MATERIAL SHOWN

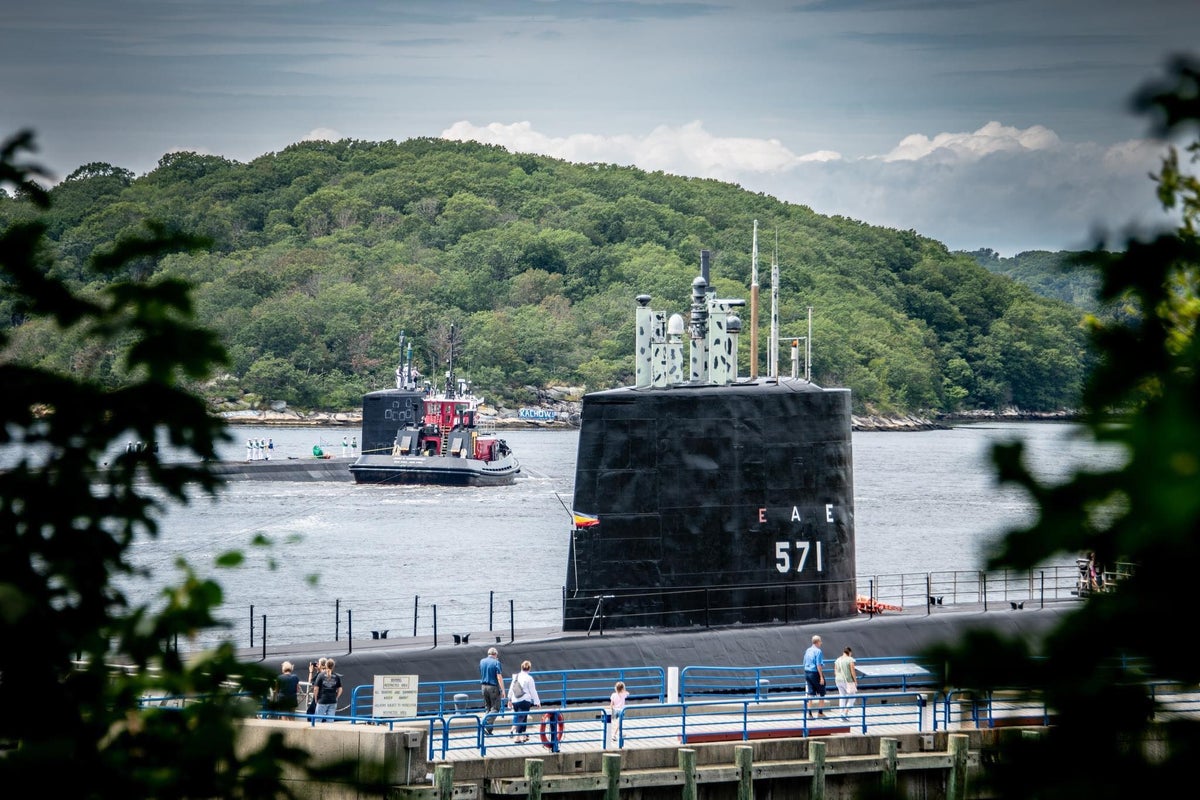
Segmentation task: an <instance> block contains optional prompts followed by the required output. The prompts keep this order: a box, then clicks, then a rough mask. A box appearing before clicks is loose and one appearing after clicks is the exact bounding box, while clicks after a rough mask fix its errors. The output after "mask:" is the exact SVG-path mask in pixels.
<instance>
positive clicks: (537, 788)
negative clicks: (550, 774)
mask: <svg viewBox="0 0 1200 800" xmlns="http://www.w3.org/2000/svg"><path fill="white" fill-rule="evenodd" d="M541 768H542V762H541V759H540V758H527V759H526V781H528V782H529V794H528V798H529V800H541Z"/></svg>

TO DO
Write out the listing above verbatim, omitting the picture.

EXPECTED OUTPUT
Segmentation task: an <instance> block contains optional prompts followed by the required output. The prompts keep this order: a box, then clicks, then a rough mask. A box appearing before clicks is loose and one appearing after clicks is the exact bounding box, while clicks after a rough mask fix its errors. The output after "mask:" is the exact SVG-path mask in pixels.
<instance>
positive clicks: (537, 788)
negative clicks: (550, 774)
mask: <svg viewBox="0 0 1200 800" xmlns="http://www.w3.org/2000/svg"><path fill="white" fill-rule="evenodd" d="M541 768H542V762H541V759H540V758H527V759H526V781H528V782H529V794H528V798H529V800H541Z"/></svg>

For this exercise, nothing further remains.